:: EXCERPTED TEXT

The dialogue is pretty damn bad, the delivery even worse and the plot's full of weird holes that didn't have to be there – like why weren't everyone's clothes left behind if their glasses, pacemakers and braces were? – but for the most part, the mystery sustains it. Even if it lasts at least an hour longer than it really should.
"The langoliers are purpose personified" – Craig Toomey


For a film with a time travel conceit, this dismisses the logical inconsistencies with refreshing honesty, inviting you to enjoy the ride (which is at least internally consistent). It's a nasty, gory, shooty ride with a few dead kids thrown in for good measure, there aren't any characters to root for apart from the vulnerable women and children, and its nihilistic presentation of a Gothic future with silly-looking vehicles that can sometimes fly isn't the most convincing. But it made me think and feel, and that's the best I could have hoped for.

I was mostly grateful that Bruce Willis finally showed up in another worthy sci-fi flick after 12 Monkeys. What about The Fifth Element? Sod off.
"This time travel crap just fries your brain like a egg" – Abe

Mr. Nobody

For the first hour or so, this philosophical Choose Your Own Adventure film coasts along nicely on directorial zaniness. After that, the concept starts to wear thin and I was just waiting patiently for answers.

When we do get the answer, it's the one that makes the most sense out of everything, but it wouldn't have hurt them to throw in some more head-slapping foreshadowing than "those are just some girls he knows," especially given how absurdly detailed the various scenarios are for a child's imagination. What kind of films has he been watching?
"Every path is the right path. Everything could've been anything else. And it would have just as much meaning" – Nemo Nobody


Since I was already familiar with the original Heinlein short story inside-out in every required dimension, I couldn't really get a feel for how successfully this adaptation works on a twist level for first-timers. Is the sequencing too confusing, or the repetition too patronising? I was more interested in the technical achievement and degree of creative license needed to obscure giveaway clues and execute the reveals in a visual medium.

Their solutions are simple and neat, but you'll still need to suspend your disbelief in other areas. Beyond those essential tweaks, it's more loyal to the source than I would have thought possible. I'm especially happy that they stuck with the original time period, so we get to enjoy a retro future past.

And since my first watch was basically my second, I was able to enjoy all the unsubtle "clues" and laboured metaphors. Clunky, borderline embarrassing, but I love all that stuff.
"If at Last You Do Succeed, Never Try Again"


Filmed on an impressively thrifty $7,000, this is as close to a 'realistic' time travel story as there's ever likely to be. The script doesn't patronise the audience, even though the non-physicists will have to allow most of the ambient technobabble to wash over them, and by taking the accidental geniuses on a journey from ends-meet practicality through giddy excitement and eventual conflicting attitudes, it achieves the even more surprising feat of good characterisation.

This level of meticulous planning for time jaunts hasn't been seen since Bill & Ted, and I love that the glamour is completely stripped away from time travel as our heroes are forced to endure uncomfortable nights inside the machine waiting for their own time to roll back and whiling away the hours in hotel rooms so they don't accidentally tread on their own lives.

This is a deserved cult success with an unfair reputation for being impossibly cryptic. The last 15 minutes get a bit convoluted, but with dialogue and pandering narration explaining more of less what's going on, what more do you need? Being encouraged to use your brain isn't a bad thing. Rate yourself lower.

::::

→ **WORK INSTRUCTION**
Could you rewrite the stretch of the film reviews from "For the first" through "he been watching?", with "directorial zaniness" replaced by "directorial whimsy"?

:: EXTRACTED ENTRIES

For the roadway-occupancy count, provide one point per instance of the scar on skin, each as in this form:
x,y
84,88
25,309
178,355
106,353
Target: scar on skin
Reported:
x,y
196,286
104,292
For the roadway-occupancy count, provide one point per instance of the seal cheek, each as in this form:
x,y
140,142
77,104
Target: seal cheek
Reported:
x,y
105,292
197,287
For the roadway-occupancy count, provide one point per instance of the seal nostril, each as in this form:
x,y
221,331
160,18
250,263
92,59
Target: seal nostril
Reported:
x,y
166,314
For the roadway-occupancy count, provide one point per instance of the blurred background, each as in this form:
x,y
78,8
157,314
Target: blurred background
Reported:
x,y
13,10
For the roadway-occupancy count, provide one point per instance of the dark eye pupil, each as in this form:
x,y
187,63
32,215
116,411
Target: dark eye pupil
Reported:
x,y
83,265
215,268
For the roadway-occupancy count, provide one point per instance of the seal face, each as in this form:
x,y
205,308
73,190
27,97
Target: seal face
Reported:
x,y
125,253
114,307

::::
:: EXTRACTED ENTRIES

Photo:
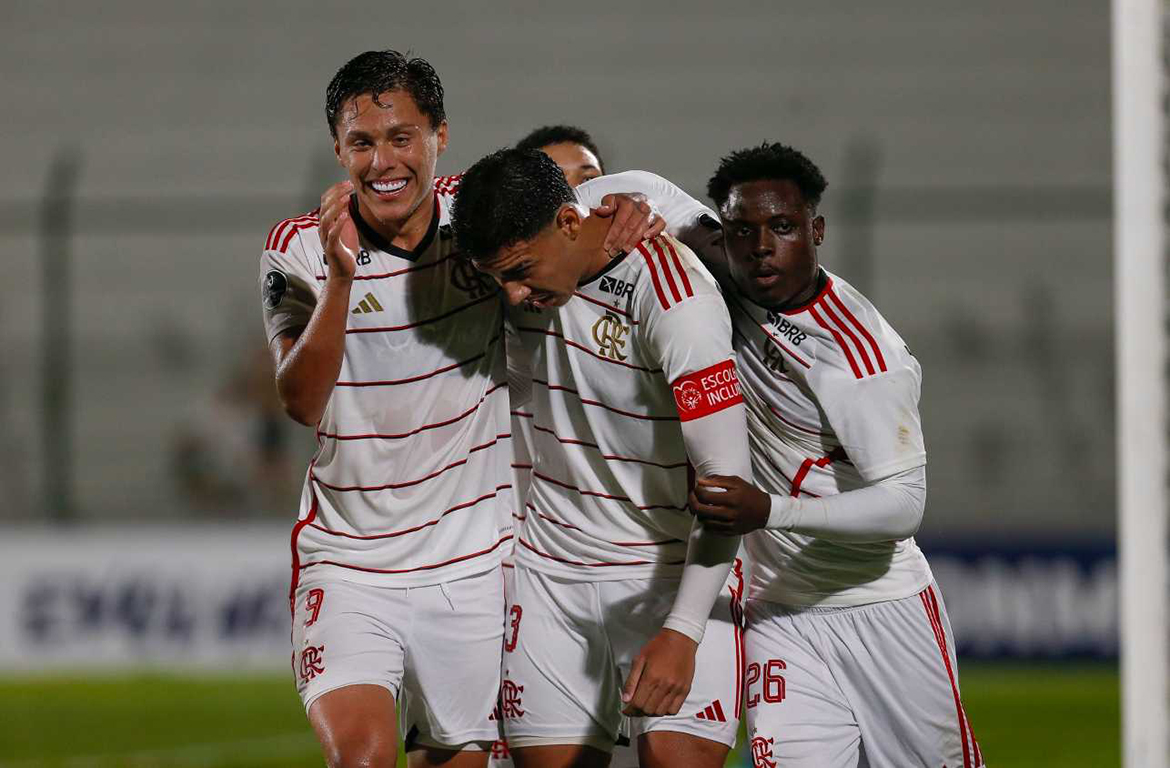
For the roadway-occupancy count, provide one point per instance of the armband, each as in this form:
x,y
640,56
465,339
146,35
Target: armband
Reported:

::::
:: EXTRACTED ENTRIES

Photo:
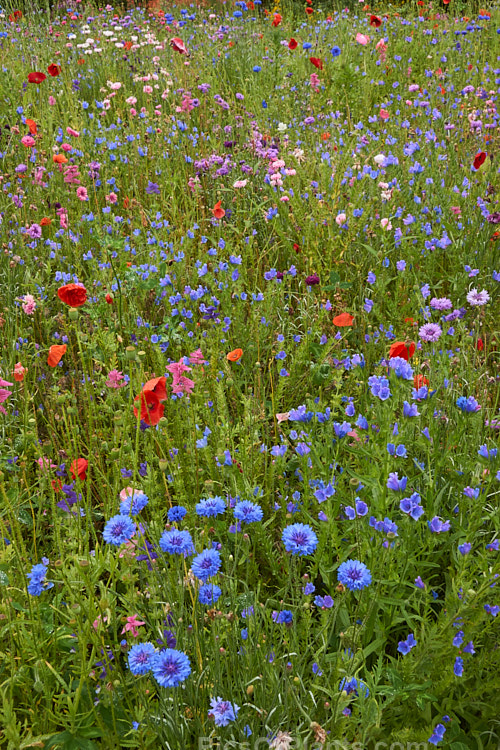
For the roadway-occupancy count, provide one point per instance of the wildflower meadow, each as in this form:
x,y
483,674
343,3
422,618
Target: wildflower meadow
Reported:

::::

→ **WRITTEN ANSWER**
For the first hour or so, this philosophical Choose Your Own Adventure film coasts along nicely on directorial whimsy. After that, the concept starts to wear thin and I was just waiting patiently for answers.

When we do get the answer, it's the one that makes the most sense out of everything, but it wouldn't have hurt them to throw in some more head-slapping foreshadowing than "those are just some girls he knows," especially given how absurdly detailed the various scenarios are for a child's imagination. What kind of films has he been watching?